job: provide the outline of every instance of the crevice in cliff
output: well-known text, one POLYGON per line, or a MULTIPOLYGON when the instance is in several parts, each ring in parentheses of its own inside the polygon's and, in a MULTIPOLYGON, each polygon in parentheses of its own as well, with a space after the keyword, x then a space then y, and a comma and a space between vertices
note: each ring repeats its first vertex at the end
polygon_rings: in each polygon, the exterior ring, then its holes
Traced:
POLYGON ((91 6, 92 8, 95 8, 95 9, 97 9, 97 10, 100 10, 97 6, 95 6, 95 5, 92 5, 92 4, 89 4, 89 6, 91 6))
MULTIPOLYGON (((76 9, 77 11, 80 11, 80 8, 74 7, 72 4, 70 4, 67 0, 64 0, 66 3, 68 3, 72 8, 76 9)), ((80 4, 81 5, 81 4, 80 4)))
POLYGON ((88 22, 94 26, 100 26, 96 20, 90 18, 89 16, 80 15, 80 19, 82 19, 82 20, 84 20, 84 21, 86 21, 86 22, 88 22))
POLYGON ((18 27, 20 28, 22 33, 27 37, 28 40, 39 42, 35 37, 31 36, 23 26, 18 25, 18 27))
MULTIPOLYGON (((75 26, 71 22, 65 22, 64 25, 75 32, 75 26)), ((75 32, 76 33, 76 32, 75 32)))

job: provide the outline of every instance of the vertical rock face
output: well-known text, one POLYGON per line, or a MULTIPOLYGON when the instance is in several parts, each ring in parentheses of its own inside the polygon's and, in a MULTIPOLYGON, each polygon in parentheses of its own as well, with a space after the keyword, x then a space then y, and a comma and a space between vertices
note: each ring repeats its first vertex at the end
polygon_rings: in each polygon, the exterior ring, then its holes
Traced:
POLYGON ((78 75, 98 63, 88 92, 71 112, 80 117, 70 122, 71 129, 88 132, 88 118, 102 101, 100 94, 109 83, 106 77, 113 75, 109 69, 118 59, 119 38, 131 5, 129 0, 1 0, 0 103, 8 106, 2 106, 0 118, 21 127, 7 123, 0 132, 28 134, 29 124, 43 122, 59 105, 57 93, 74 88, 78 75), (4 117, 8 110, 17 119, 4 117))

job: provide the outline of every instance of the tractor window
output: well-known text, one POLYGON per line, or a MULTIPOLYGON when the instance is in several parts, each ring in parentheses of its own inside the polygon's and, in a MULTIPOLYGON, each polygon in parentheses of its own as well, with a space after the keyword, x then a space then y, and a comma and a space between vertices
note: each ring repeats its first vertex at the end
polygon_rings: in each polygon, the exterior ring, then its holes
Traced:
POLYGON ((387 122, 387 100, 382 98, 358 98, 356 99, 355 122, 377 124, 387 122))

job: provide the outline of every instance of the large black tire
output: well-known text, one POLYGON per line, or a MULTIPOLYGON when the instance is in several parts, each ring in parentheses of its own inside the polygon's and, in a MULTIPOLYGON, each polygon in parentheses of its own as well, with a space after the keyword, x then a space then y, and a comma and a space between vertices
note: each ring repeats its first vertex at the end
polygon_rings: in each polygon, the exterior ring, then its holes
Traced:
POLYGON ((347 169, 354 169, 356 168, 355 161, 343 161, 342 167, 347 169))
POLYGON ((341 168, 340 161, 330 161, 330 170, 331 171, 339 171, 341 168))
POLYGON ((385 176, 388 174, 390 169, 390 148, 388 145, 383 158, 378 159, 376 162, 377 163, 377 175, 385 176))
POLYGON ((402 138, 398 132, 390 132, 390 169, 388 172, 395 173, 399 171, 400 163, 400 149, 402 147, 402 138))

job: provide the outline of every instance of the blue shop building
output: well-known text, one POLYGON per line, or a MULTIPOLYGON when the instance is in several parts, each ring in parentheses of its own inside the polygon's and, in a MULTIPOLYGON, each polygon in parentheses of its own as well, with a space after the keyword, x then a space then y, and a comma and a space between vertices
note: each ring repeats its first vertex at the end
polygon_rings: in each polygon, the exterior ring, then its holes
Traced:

####################

» SHORT EXERCISE
Reproduce the entire listing above, replacing every occurrence of "exterior ring" with "outer boundary ring" and leaving all other text unchanged.

» FINISHED TASK
job: provide the outline of every instance of the crevice in cliff
output: well-known text, one POLYGON per line, or a MULTIPOLYGON when the instance is in several parts, each ring in parentheses of its own inside the polygon's and, in a MULTIPOLYGON, each polygon in parentheses of its own as well, with a space after the keyword, x then a space then y, and a comma and a space between vertices
note: each ring repeats its first vertex at the end
polygon_rings: in each polygon, the outer boundary ring, then its holes
Traced:
POLYGON ((91 6, 92 8, 95 8, 95 9, 97 9, 97 10, 100 10, 97 6, 95 6, 95 5, 92 5, 92 4, 89 4, 89 6, 91 6))
MULTIPOLYGON (((76 9, 77 11, 80 11, 80 8, 74 7, 72 4, 70 4, 67 0, 64 0, 66 3, 68 3, 72 8, 76 9)), ((80 4, 81 5, 81 4, 80 4)))
POLYGON ((88 22, 94 26, 100 26, 96 20, 90 18, 89 16, 80 15, 80 19, 82 19, 82 20, 84 20, 84 21, 86 21, 86 22, 88 22))
POLYGON ((18 27, 20 28, 22 33, 27 37, 28 40, 39 42, 35 37, 31 36, 23 26, 18 25, 18 27))
MULTIPOLYGON (((75 26, 71 22, 65 22, 64 25, 75 32, 75 26)), ((75 32, 76 33, 76 32, 75 32)))

job: provide the outline of every instance of the vertical rock face
output: well-known text, one POLYGON per line, or a MULTIPOLYGON when the instance is in several parts, each ring in parentheses of its own inside the polygon's and, in a MULTIPOLYGON, each polygon in parentheses of its own as well, with a space after the keyword, x then a space then y, and a comma and a space between vertices
note: each ring repeats its first vertex at the end
polygon_rings: in each polygon, the outer boundary ring, then its holes
Traced:
POLYGON ((78 75, 98 63, 88 92, 71 112, 80 117, 70 122, 71 129, 88 132, 88 118, 102 101, 100 94, 109 83, 106 77, 113 75, 109 69, 118 59, 119 38, 131 5, 129 0, 1 0, 0 103, 8 106, 2 106, 0 118, 21 127, 7 123, 0 132, 28 134, 29 124, 43 122, 59 105, 57 93, 74 88, 78 75), (4 117, 8 110, 17 119, 4 117))

job: provide the outline of every instance of the tractor window
output: well-known text, one POLYGON per line, or a MULTIPOLYGON when the instance is in several parts, each ring in parentheses of its own inside the polygon's and, in a MULTIPOLYGON, each polygon in parentheses of its own as well, with a space after the keyword, x then a space then y, and a comma and a space between vertices
note: each ring repeats its first vertex at the end
polygon_rings: in each polygon, the outer boundary ring, then its holes
Traced:
POLYGON ((387 122, 387 100, 382 98, 358 98, 356 99, 355 122, 377 124, 387 122))

job: provide the outline of every instance of the large black tire
output: well-known text, one POLYGON per line, or a MULTIPOLYGON when the instance is in several parts, each ring in parentheses of its own inside the polygon's and, in a MULTIPOLYGON, each polygon in parentheses of its own as well, with a space after the keyword, x then a space then y, and a comma and a space between vertices
note: each ring repeats its first vertex at the end
polygon_rings: in each polygon, the outer boundary ring, then its holes
Traced:
POLYGON ((347 169, 354 169, 356 168, 355 161, 343 161, 342 167, 347 169))
POLYGON ((341 168, 340 161, 330 161, 330 170, 331 171, 339 171, 341 168))
POLYGON ((385 176, 388 174, 390 169, 390 148, 388 145, 383 158, 378 159, 376 162, 377 163, 377 175, 385 176))
POLYGON ((402 138, 398 132, 390 132, 390 169, 388 172, 395 173, 399 171, 400 163, 400 149, 402 147, 402 138))

job: provide the outline of every instance of the blue shop building
output: well-known text, one POLYGON per line, or a MULTIPOLYGON when the instance is in several parts, each ring in parentheses of its own inside the polygon's and, in a MULTIPOLYGON, each polygon in parentheses of its own as well, with a space after the keyword, x then a space then y, and a comma and a space between vertices
note: each ring repeats its first vertex at the end
polygon_rings: in each polygon, the outer boundary ring, then its holes
Traced:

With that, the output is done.